EXTRACT TO READ:
────────────────────────────────────────

The January 2019 issue of Alaskan Token Collector and Polar Numismatist published by Dick Hanscom includes a short article relating to the Hudson's Bay Company
Made-Beaver tokens. It's republished here with permission. Thanks. -Editor
H.B.C. "MADE BEAVERS"
Below is transcribed a letter that was sold on eBay, from the Hudson's Bay Co. It was an old mimeo (spirit duplicator, blue ink), apparently made in some quantity to answer
questions about the tokens. This is probably circa 1940s or 1950s. Parts are illegible.
"The largest of these four brass coins represented one Made-Beaver, the unit of currency used in the fur trade for many decades. It was equal in value to the skin of an adult
male beaver in prime condition. The other three represent 1/2, 1/4 and 1/8 made-beaver.

────────────────────────────────────────

MATERIAL PROVIDED:
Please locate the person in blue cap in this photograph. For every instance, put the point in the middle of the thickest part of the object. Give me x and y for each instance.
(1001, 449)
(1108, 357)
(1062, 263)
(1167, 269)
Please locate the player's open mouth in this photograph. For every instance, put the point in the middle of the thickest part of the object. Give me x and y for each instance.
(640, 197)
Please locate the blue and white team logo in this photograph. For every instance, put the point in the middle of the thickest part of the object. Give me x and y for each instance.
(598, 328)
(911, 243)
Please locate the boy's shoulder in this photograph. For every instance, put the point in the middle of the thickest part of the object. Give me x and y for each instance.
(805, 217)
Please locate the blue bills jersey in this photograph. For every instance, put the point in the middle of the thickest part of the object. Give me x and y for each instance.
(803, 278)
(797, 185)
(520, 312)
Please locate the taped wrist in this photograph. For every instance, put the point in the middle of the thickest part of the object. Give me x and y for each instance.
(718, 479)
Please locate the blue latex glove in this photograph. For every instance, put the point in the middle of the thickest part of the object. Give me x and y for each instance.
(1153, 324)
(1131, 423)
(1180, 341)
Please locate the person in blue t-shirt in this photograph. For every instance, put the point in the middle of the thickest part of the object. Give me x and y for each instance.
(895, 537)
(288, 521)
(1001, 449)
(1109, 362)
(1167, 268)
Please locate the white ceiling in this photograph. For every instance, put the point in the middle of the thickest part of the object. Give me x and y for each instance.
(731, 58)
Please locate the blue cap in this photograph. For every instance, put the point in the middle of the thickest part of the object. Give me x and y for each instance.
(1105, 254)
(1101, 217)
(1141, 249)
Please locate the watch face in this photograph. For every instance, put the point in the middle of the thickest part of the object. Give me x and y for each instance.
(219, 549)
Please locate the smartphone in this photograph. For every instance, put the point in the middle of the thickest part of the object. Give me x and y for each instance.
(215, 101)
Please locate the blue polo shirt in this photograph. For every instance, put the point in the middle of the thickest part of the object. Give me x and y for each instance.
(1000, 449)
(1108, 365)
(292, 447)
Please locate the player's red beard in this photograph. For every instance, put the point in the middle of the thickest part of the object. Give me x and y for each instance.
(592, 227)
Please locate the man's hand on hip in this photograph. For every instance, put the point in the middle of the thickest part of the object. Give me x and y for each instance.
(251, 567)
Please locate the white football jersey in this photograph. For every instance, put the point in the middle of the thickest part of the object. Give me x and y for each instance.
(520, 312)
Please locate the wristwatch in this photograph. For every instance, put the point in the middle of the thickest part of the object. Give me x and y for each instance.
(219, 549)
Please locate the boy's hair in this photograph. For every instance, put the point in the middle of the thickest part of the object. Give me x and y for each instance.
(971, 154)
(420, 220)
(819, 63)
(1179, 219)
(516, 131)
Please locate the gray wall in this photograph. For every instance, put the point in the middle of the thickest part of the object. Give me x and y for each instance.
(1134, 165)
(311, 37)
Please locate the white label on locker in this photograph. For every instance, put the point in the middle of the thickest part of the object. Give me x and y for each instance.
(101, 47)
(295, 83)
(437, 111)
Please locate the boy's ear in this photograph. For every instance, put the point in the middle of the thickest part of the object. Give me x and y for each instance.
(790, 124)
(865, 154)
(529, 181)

────────────────────────────────────────

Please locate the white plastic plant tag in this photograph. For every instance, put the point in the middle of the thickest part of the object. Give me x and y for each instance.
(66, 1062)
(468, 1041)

────────────────────────────────────────

SET TASK:
Extend the article about the Hudson's Bay Company Made-Beaver tokens, beginning right after its last sentence.

RESULT OF THE TASK:
"Before these brass tokens came into use, a made-beaver was represented by a stick, a porcupine quill, an ivory disc, a musket ball, or anything else agreed upon between trader
and trapper. The trapper would bring his furs to the trading post, and the trader would value them in terms of made-beaver. About 1900, a large beaver skin was worth 12
made-beaver. If the total value of the trapper amounted to 12 made-beaver, the trader would hand him 95 units of the currency agreed upon, and with these he would make his
purchases from the trading post. In 1742(?), a beaver would buy 3/4(?) lb. coloured beads, 11/2 lbs. powder, 5 lbs. shot, 8 knives, 1/2 yd. broadcloth, ? lbs. tobacco, and so
forth; while guns with a 4 foot barrel would cost 12 made-beavers.
"The coins were designed by George Simpson McTavish of Albany Fort in 1854. The design was sent London with the letters MB joined as the HB, thus MB (ed note: showing the
letters joined together on the flat edges). but the die cutter interpreted the monogram as the letters N B joined by mistake, so N B went on the coins. E M stands for East Main,
the district on the East Mainland of Hudson Bay.
"The tokens were still in use in some districts as late a 1910, when they were valued at about fifty cents. The North West Company also employed a beaver token, specimens of
which are now very rare."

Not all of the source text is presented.